The Prophet's Migration to Medina

The Prophet’s Migration to Medina

The Prophet (sallallahu ‘alayhi wa sallam) came to Abu Bakr (radiallahu ‘anhu) and told him that God had given him permission to migrate from Mecca. Abu Bakr (radiallahu ‘anhu) exclaimed, “Together, O Prophet (sallallahu ‘alayhi wa sallam) of God?”; for he was anxious to keep him company.” Then Abu Bakr (radiallahu ‘anhu) presented two dromedaries he had been keeping in time for the purpose. ‘Abdallah Ibn Urayqit was hired by Abu Bakr (radiallahu ‘anhu) to act as a guide.

The unbelieving Quraysh of Mecca were bitterly set against the Prophet (sallallahu ‘alayhi wa sallam). Yet they were absolutely convinced of his truthfulness and trustworthiness, nobility and magnanimity. If anybody in Mecca apprehended loss or misappropriation of his property, he usually deposited it with the Prophet (sallallahu ‘alayhi wa sallam). The Prophet (sallallahu ‘alayhi wa sallam) had thus a number of things committed to his care. He, therefore, charged ‘Ali to return these to their owners before leaving Mecca. Of a fact, such a square dealing at this critical moment is a strange commentary on the nobility of the Prophet (sallallahu ‘alayhi wa sallam) as well as the callousness thus clarified by God.

“We know well how their talk grieveth thee, though in truth they deny not thee (Muhammad) but evil-doers flout the revelations of Allah.” [Qur’an 6:33]

The migration of the Prophet (sallallahu ‘alayhi wa sallam) illustrates the principle that everything howsoever coveted by one, ought to be sacrificed for the sake of one’s faith or ideal. Worldly estate and effects or any other thing that a man is disposed to value can never take the place of his faith nor can the faith be bartered away for the entire world. For what does it profit a man if he gains the whole world but suffers the loss of his own soul.

Mecca was the birthplace of the Prophet (sallallahu ‘alayhi wa sallam). As the homeland of the Prophet (sallallahu ‘alayhi wa sallam) of God and his companions, it must have had an attraction for all of them. Then, it had also the house of God, loved and adored by them like the light of one’s eye but nothing stood in the way of bidding farewell to their hearts and homes, families and kinsmen. This was due to the fact that the pagans of Mecca would not allow them the freedom of conscience and liberty to practice their faith.

The Prophet (sallallahu ‘alayhi wa sallam) loved Mecca but he valued his faith more. One was a natural feeling of affection and the other an insatiable thirst of soul. We find the two tenderest feelings of human nature articulately expressed by the Prophet (sallallahu ‘alayhi wa sallam) while leaving Mecca.

“What a nice city thou art and how ardently I love thee. Had my people not exiled me, I would have never settled anywhere save in the city.” (Tirmidhi, Chap. Fadl Mecca)

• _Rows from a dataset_
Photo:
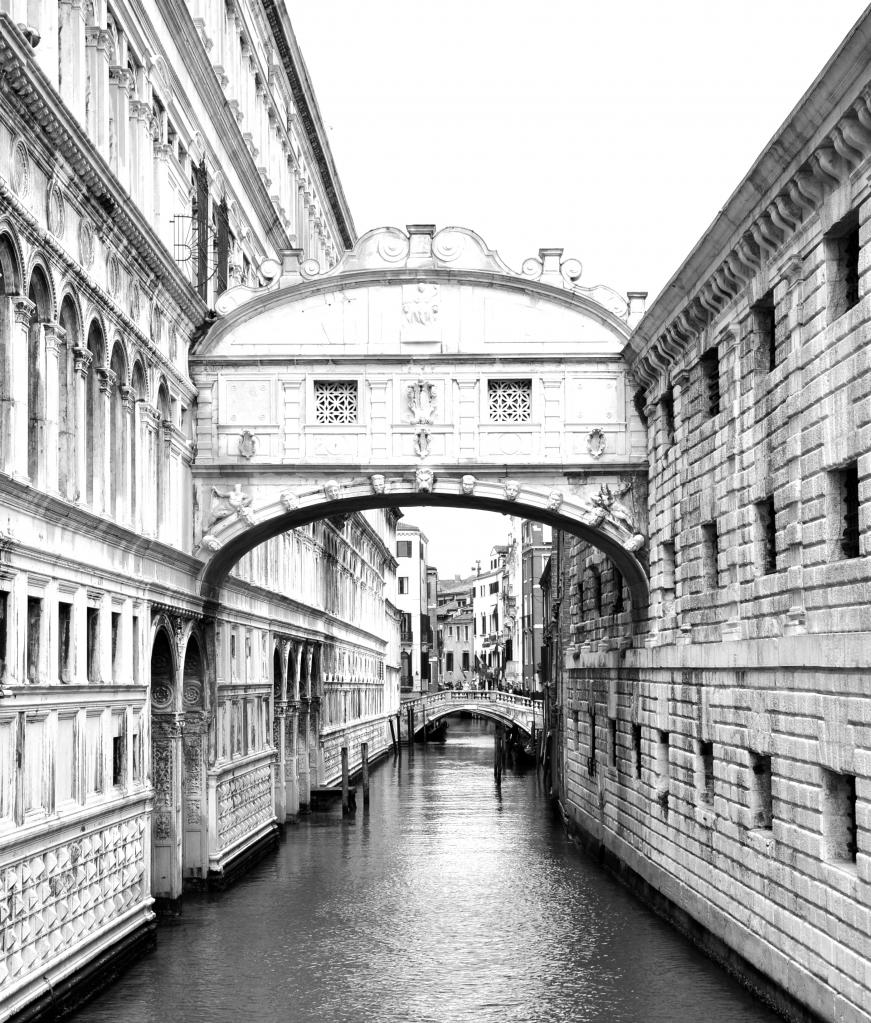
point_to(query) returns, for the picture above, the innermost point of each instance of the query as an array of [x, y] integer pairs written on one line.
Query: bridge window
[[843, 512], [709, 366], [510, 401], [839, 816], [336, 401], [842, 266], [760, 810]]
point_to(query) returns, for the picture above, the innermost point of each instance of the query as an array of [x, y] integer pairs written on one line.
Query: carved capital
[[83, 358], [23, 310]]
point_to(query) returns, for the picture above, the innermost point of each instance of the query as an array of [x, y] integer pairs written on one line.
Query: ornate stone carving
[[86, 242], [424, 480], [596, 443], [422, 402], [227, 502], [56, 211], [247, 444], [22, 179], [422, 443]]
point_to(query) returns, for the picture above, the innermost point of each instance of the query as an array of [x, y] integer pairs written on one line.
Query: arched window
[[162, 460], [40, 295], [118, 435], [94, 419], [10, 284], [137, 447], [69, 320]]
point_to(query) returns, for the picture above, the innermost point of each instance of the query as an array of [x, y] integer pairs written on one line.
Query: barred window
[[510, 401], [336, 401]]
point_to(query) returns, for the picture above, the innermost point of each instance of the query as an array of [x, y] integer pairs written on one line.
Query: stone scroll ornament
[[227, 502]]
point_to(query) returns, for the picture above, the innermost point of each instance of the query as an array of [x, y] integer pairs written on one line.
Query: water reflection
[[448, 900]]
---
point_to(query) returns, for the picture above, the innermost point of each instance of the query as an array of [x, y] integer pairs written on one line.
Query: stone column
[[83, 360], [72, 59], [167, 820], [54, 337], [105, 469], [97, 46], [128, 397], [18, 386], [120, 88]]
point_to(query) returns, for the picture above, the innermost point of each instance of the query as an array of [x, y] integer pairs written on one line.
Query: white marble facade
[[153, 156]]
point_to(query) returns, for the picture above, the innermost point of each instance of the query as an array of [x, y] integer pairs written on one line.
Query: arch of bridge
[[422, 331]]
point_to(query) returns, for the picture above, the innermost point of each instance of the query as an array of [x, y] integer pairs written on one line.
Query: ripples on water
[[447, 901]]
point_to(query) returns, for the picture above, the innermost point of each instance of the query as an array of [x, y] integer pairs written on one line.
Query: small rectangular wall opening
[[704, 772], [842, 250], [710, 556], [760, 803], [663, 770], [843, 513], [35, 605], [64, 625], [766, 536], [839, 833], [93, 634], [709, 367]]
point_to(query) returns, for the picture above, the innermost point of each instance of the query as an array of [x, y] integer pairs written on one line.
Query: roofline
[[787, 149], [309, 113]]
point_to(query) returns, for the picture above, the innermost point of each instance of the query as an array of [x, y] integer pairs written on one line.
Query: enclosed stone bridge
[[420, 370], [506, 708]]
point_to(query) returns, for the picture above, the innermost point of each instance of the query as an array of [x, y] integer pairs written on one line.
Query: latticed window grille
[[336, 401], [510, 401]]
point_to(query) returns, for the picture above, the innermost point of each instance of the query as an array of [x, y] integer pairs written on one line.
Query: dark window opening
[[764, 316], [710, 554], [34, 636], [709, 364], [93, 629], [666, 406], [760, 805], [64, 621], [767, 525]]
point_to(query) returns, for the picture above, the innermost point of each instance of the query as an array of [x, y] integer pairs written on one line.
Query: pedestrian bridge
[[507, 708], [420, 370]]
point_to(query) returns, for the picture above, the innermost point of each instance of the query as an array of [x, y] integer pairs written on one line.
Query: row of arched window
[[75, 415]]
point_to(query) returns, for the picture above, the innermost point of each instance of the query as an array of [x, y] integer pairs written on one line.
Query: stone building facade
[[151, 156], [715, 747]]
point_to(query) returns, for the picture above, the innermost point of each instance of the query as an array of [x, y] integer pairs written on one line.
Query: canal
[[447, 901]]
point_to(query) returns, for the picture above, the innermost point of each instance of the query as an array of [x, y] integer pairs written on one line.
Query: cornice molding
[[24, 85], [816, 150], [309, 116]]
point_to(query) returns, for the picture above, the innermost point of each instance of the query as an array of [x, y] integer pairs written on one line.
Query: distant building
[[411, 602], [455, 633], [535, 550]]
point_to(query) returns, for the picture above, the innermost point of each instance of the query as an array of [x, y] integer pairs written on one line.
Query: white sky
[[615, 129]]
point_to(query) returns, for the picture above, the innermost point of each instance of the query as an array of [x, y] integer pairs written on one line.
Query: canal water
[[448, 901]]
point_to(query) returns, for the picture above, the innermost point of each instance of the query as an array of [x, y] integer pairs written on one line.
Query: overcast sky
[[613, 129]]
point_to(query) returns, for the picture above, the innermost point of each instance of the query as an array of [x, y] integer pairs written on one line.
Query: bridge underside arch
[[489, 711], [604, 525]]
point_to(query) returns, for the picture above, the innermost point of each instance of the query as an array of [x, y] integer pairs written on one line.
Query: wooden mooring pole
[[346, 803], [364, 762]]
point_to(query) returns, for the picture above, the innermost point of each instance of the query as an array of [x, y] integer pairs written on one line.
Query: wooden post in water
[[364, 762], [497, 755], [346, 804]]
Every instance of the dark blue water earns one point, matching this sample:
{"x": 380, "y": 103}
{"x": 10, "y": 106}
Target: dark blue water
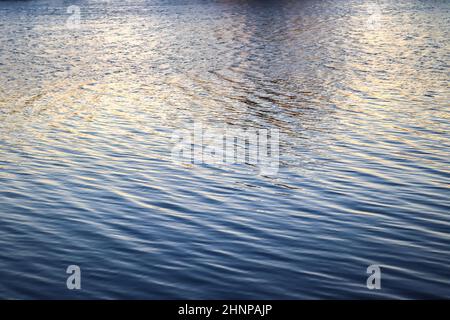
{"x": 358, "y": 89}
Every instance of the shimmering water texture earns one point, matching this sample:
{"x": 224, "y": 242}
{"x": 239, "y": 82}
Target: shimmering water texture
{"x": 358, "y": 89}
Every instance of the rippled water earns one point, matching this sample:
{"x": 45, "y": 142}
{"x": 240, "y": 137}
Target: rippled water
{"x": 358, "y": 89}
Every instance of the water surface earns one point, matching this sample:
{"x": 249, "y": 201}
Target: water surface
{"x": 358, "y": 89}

• _WHAT THIS EXERCISE ASKS_
**1)** Rewrite the paragraph beginning "Mecca was the birthplace" from the text on the Prophet's migration to Medina as a short list of its main points.
**2)** Copy the passage of the text on the Prophet's migration to Medina from "The Prophet (sallallahu ‘alayhi wa sallam) loved" to "while leaving Mecca." word for word.
These records are separate material and are not part of the text.

• _FINAL ANSWERS_
**1)**
- Mecca was the birthplace of the Prophet (sallallahu ‘alayhi wa sallam) and the homeland of him and his companions, so it held an attraction for all of them.
- It also held the house of God, which they loved like the light of one's eye.
- Even so, nothing stopped them from leaving their hearts and homes, families and kinsmen.
- They left because the pagans of Mecca would not allow them freedom of conscience or the liberty to practice their faith.

**2)**
The Prophet (sallallahu ‘alayhi wa sallam) loved Mecca but he valued his faith more. One was a natural feeling of affection and the other an insatiable thirst of soul. We find the two tenderest feelings of human nature articulately expressed by the Prophet (sallallahu ‘alayhi wa sallam) while leaving Mecca.